Aim of the task:
Please rewrite every row below, renaming "ski pole strap" to "wrist strap" wherever it occurs and keeping everything else the same. Leave the pictures out of your answer.

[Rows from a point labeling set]
****************
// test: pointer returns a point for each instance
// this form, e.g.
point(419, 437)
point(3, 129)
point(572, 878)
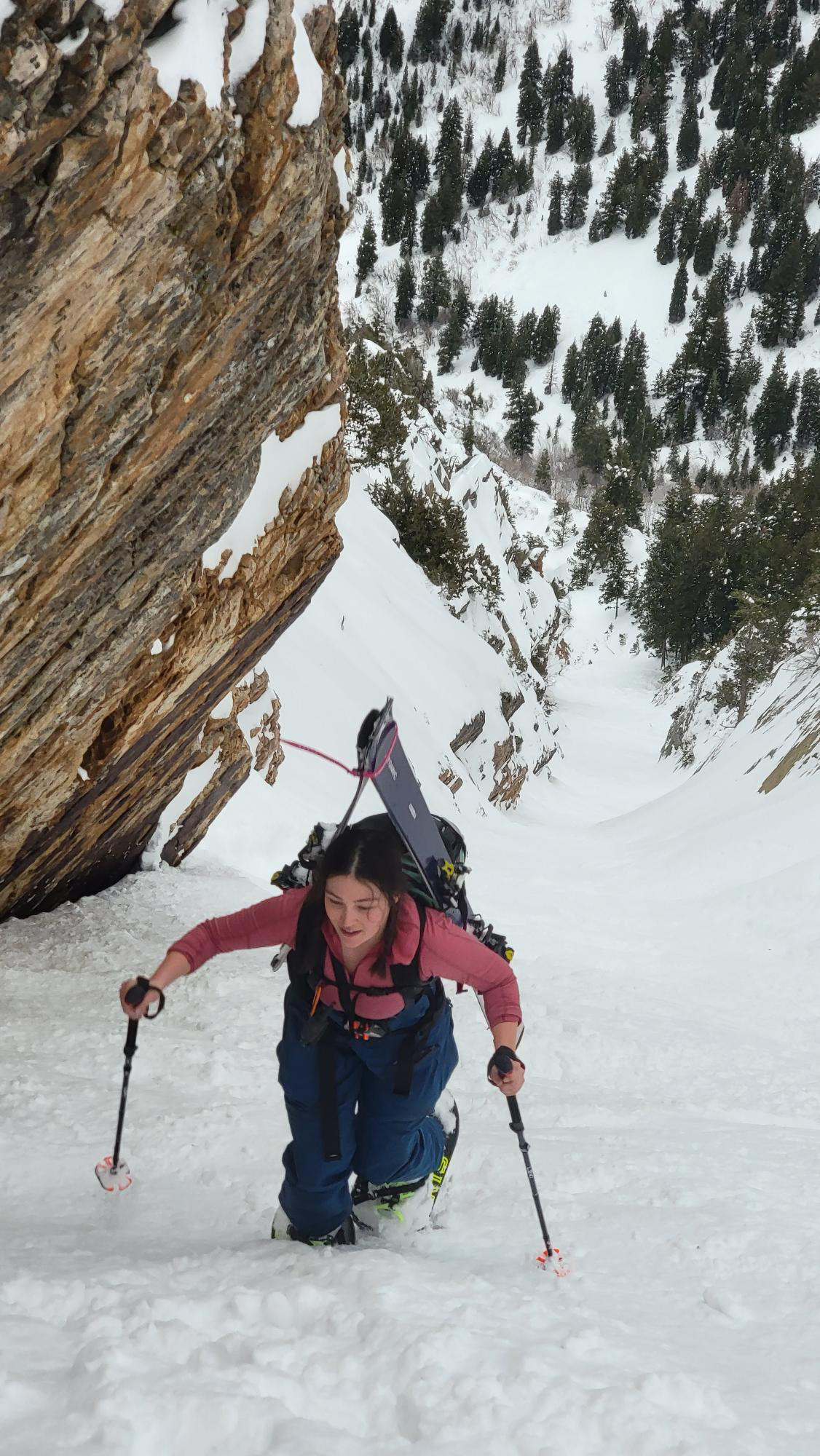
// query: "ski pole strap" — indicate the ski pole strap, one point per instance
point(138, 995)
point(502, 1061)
****************
Correct result:
// test: pointer returns a point for each instance
// this form, e.g.
point(419, 437)
point(3, 129)
point(572, 878)
// query: "wrist strap" — indicate the wrist strap, one point per instance
point(138, 995)
point(502, 1061)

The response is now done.